[Start Excerpt to read]

Let's run through this now. First off is to copy the first command, paste it into the SSH session on our soontobe host and hit enter. Next, we'll copy the second command using the copy button, toss that into our SSH session on the right, and hit enter. You'll be asked for the password for your admin account, so enter that and hit enter. If you require

a proxy URL to get out to the internet, you'll need to enter that here. I don't have one, so I'll leave that blank and hit enter. Next, you'll be asked for your MFA token. Unless you've set up MFA for your user, you can ignore this. I haven't, so I'll just hit enter to skip it. All right, last step here is to copy in the last command on the left, paste it into the SSH session on the right, and hit the go button. Now, we sit back

and wait for the host agent installation to complete. Good news is it doesn't take nearly as long as the PCD install takes. Of course, the speed in which it takes is dependent on your connection speed to the internet to download packages and the hardware you're installing it on. And done. Now, let's check and make sure that our new host appears in PCD. So, we'll swing over to

the left window pane where I have my PCD guy open still and click refresh in cluster hosts. And there's my newly added host listed. The name P9- Node1 is the host name of the system I built. Awesome. If you run into any issues adding your hosts, make sure you've imported the SSL certificates of your PCD. Initially, I had this problem in the beginning because I'm terrible at reading apparently, but it's clearly stated in the setup guide. After you've

added all of the hosts you want added to your cluster, you'll need to authorize those hosts to be part of your cluster and define their roles. It's a simple process that I've already completed. As you can see here, I have four hosts and they all have the same host network config applied. They're all enabled to function as hypervisors for running workloads. One is defined as the VM image library and all have the same persistent storage applied. All right,

you got this far. Let's dig into the guey for Platform 9's Private Cloud Director Community Edition. Let's get logged in. I'm still using local credentials, so I'll swing over and click use local credentials to get to the local login screen. Once I enter in

my admin account's email and password, I'll click sign in below. All right, welcome to the dashboard of Private Cloud Director. Again, the GUI is nice and clean and follows the typical approach of having your navigation on the lefth hand side and on the right your content. The overview dashboard is broken into five main cards of information. Across the top, we have a card for virtual machines that includes the quantities and the status of the VMs part of the current tenant. Next over is

a card for the state of the available hypervisors in your cluster. And down below, we have detailed tenant quota usage information, including details on compute quota, storage quota, and network quota usage. Keep in mind that everything you see here is dependent on the tenant that you're viewing by default. There's a slider option at the

top to allow you to see all tenant info in as well. My deployment only currently has a single tenant, so we're good to go here. Let's dig into the rest of the PCD guy. Now, over on the left under infrastructure is the familiar cluster blueprint section we showed earlier. Let's take a look at my deployed blueprint. For my blueprint, I've enabled VM high availability because I've added four hosts to my cluster.

[End Excerpt to read]

Required task A -
Duplicate the listing's lines from the one holding "Segment cyclist in" through the final line of the listing, with both ends included.
The text and the listing are unrelated to each other.

[Start Data records]

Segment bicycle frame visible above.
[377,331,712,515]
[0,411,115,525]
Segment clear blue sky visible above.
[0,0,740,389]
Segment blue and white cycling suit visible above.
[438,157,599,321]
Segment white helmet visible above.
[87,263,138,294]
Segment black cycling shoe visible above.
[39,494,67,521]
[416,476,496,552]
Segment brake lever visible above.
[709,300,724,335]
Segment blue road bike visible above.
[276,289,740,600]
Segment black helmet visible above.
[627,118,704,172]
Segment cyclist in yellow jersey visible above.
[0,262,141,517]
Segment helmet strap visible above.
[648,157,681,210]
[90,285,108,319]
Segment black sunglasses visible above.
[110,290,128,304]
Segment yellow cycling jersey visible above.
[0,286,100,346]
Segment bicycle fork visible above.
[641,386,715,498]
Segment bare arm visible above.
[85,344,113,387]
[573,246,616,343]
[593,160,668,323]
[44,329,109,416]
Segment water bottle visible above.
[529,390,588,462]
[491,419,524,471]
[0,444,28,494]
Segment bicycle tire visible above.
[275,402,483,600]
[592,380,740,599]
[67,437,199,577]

[End Data records]

Required task B -
According to the Private Cloud Director walkthrough, how many main cards make up the overview dashboard?

Exercise answer A -
Segment cyclist in yellow jersey visible above.
[0,262,141,517]
Segment helmet strap visible above.
[648,157,681,210]
[90,285,108,319]
Segment black sunglasses visible above.
[110,290,128,304]
Segment yellow cycling jersey visible above.
[0,286,100,346]
Segment bicycle fork visible above.
[641,386,715,498]
Segment bare arm visible above.
[85,344,113,387]
[573,246,616,343]
[593,160,668,323]
[44,329,109,416]
Segment water bottle visible above.
[529,390,588,462]
[491,419,524,471]
[0,444,28,494]
Segment bicycle tire visible above.
[275,402,483,600]
[592,380,740,599]
[67,437,199,577]

Exercise answer B -
Five.